═══ TEXTO SELECCIONADO

La primera vez es crucial

Allí, bajo este roble, fue donde hice el amor por primera vez. Respiró melancólico y prosiguió:

– Su madre, lo recuerdo bien, estaba aquí, justo donde yo me encuentro.

– ¿Aquí?… -preguntó el otro espantado, viendo la corta distancia hasta el roble-.

¿Y ella, qué dijo? -Beeeeeeeeeeee.


Chiste viejo que me contó alguien que sabía lo que era tratar con las cabras.


A mí no se me ocultó nada, pero tampoco se me dijo nada.

Mi madre me miraba desde la pequeña ventana del undécimo piso cuando cruzaba la calle para ir al colegio. Todos los días. Entre los trece y los quince años.

══════
═══ EXTRACTO DE DATOS

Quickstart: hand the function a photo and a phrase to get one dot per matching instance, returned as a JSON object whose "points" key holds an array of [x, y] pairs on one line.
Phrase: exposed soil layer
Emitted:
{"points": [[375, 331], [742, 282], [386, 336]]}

══════

ENUNCIADO 1 - Enumera, sin repeticiones, los numerales escritos con letras (cardinales u ordinales) que figuran en el texto seleccionado.
ENUNCIADO 2 - Reanuda el texto seleccionado después de su última oración, en primera persona.

RESULTADO FINAL 1 - primera, undécimo, trece, quince

RESULTADO FINAL 2 -
En los pabellones militares donde vivíamos, en espera de que le fuera asignado un destino a mi padre, había una biblioteca. En la biblioteca, aprendí lo que una niña puede aprender de sexo, antes de que llegase mi primera regla, antes de que mi padre me comprara las primeras compresas.

En los sótanos de los pabellones militares, estaban el aparcamiento y los contenedores de basura. En los sótanos, cerca de la puerta del ascensor, dejaba que algunos chiquillos me besaran con lengua y me tocaran el pecho. Antes de ponerme la ortodoncia dental, antes de que mi madre me comprara los primeros sostenes.

Determinar la primera vez no es fácil. La primera vez siempre viene precedida de muchas pequeñas primeras veces. La primera vez que amamos siempre hemos amado muchas veces antes. La primera vez que reímos es la primera vez que tomamos conciencia de que reímos. Y la única primera vez que existe es, sólo, la que recordamos como tal. O la que nos hacen recordar.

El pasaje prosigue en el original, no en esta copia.